start
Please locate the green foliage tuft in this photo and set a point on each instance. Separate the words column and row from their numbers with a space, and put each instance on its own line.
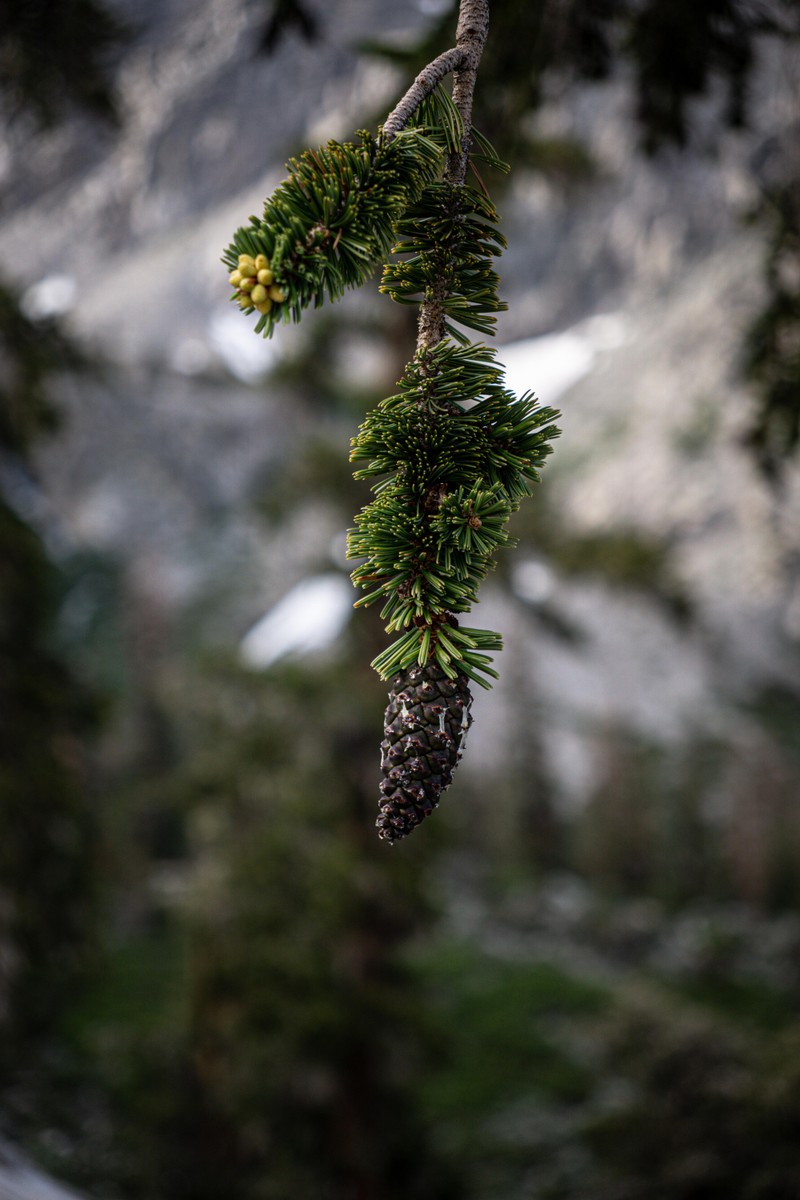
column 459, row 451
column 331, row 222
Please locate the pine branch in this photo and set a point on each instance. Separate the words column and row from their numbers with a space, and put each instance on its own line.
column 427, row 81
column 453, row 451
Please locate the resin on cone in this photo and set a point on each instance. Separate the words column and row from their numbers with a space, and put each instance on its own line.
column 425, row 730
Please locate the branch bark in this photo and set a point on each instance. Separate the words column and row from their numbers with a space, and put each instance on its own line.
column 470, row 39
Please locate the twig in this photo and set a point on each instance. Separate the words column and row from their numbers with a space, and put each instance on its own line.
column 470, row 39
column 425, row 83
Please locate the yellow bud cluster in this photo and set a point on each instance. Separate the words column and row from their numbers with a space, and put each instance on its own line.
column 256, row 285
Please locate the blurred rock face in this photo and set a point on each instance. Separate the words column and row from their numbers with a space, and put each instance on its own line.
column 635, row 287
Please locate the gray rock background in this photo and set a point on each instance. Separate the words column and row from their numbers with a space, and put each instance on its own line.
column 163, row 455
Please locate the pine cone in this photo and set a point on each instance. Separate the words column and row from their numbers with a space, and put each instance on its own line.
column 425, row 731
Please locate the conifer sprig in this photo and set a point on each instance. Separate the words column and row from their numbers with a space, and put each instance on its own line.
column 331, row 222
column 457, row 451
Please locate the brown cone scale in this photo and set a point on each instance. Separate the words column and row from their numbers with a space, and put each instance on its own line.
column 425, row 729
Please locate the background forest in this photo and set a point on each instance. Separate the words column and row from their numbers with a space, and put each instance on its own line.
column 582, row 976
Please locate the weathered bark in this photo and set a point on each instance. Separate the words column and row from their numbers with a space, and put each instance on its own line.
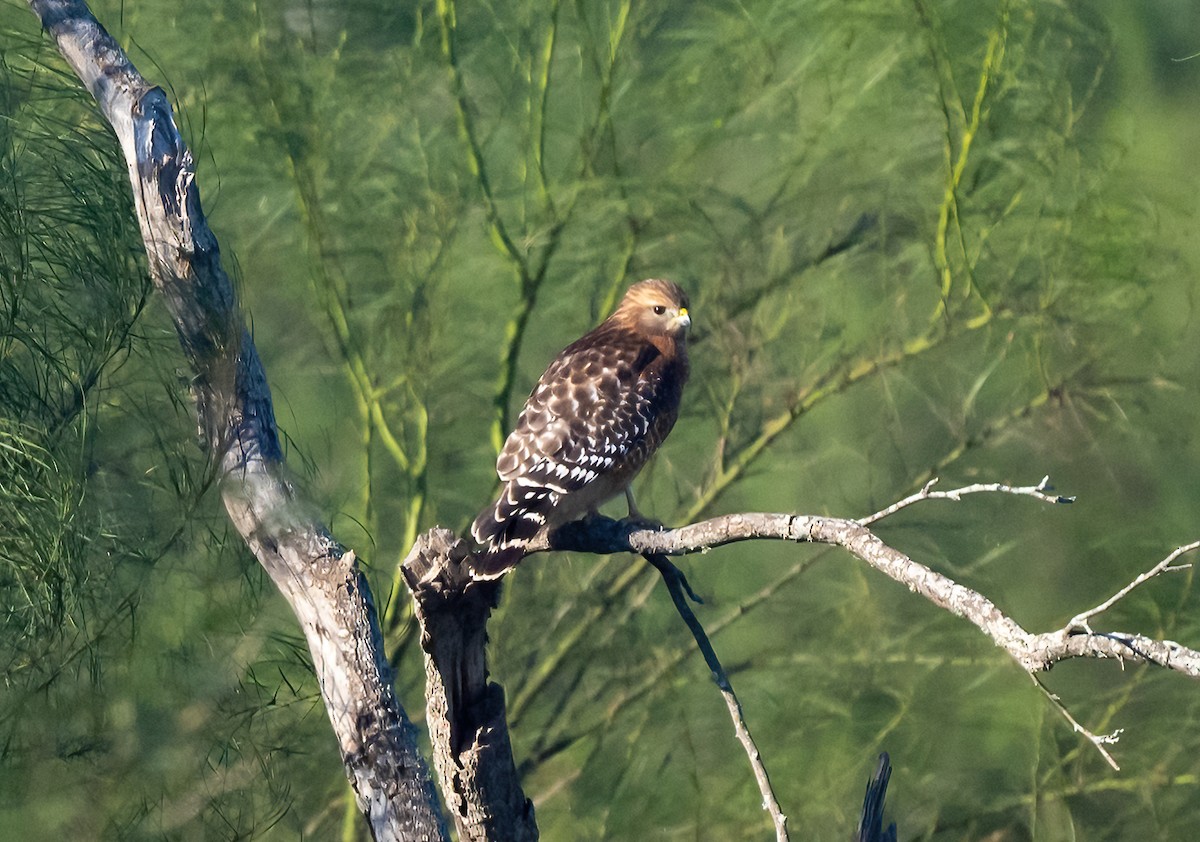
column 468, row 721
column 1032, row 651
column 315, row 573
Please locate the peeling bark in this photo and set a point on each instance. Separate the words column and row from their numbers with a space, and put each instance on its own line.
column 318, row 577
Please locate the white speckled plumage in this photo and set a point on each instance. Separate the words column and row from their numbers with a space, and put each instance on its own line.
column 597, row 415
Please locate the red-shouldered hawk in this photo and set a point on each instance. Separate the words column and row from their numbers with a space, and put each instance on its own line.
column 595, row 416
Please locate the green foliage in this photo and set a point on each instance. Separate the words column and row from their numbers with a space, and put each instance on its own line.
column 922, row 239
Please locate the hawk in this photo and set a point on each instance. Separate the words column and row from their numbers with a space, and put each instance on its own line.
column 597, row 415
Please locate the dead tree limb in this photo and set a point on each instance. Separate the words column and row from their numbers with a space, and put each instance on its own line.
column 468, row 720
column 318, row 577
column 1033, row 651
end
start
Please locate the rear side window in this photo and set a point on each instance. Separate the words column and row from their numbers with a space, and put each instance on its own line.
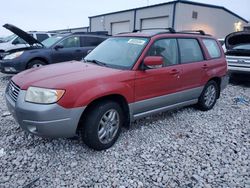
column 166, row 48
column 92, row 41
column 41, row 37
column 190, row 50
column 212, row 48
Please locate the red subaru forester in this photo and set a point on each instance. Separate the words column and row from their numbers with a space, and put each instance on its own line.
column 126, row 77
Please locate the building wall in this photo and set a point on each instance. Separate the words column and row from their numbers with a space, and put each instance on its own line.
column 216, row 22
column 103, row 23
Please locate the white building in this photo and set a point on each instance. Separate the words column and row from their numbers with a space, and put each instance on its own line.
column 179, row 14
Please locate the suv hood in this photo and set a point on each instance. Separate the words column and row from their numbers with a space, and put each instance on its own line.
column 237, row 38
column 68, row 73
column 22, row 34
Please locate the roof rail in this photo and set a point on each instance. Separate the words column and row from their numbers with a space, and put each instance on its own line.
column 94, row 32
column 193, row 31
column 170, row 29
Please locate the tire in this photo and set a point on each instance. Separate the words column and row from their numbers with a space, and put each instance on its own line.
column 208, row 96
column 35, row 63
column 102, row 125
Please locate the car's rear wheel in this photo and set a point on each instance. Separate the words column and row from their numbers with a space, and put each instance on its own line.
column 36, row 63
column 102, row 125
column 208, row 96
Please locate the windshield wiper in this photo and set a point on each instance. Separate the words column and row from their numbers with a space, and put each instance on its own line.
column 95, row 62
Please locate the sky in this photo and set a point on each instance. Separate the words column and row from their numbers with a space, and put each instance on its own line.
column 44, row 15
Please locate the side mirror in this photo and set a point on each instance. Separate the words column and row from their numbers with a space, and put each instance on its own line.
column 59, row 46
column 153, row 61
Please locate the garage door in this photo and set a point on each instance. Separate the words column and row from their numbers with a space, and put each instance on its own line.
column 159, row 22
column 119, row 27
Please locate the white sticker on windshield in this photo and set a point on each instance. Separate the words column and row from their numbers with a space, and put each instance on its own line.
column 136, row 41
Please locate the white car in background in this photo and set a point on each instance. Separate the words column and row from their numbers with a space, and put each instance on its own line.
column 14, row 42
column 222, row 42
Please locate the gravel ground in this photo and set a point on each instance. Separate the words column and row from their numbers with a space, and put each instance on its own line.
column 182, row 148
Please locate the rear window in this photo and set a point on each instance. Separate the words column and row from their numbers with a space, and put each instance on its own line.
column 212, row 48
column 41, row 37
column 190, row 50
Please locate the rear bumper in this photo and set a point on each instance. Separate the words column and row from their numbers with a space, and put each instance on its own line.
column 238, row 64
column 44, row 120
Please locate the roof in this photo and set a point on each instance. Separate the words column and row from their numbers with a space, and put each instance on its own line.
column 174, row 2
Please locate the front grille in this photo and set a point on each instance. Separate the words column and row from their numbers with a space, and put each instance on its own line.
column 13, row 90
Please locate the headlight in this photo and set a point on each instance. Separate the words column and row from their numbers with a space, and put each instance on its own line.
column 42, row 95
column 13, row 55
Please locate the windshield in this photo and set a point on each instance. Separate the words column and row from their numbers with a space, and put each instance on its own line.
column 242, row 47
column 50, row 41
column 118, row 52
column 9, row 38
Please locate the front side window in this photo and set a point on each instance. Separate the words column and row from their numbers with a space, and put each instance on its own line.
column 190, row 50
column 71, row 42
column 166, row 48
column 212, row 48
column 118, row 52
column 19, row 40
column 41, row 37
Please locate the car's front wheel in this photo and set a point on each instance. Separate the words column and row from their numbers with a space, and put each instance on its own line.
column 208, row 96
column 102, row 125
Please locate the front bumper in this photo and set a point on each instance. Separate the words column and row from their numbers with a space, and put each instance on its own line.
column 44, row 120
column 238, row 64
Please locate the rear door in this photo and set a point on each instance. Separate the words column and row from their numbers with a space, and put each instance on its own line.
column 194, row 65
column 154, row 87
end
▶ TASK DETAILS
Starting at the line that has "Please locate the suv" and ending after the line that has "column 22, row 34", reproduce those lines with "suv hood" swapped for "car hood" and nothing else altered.

▶ ANSWER TO THE PROBLEM
Please locate the car hood in this photo and set a point on each instance. Separate the words column and row from their numbers with a space, and put each instance on its own line.
column 237, row 38
column 68, row 73
column 22, row 34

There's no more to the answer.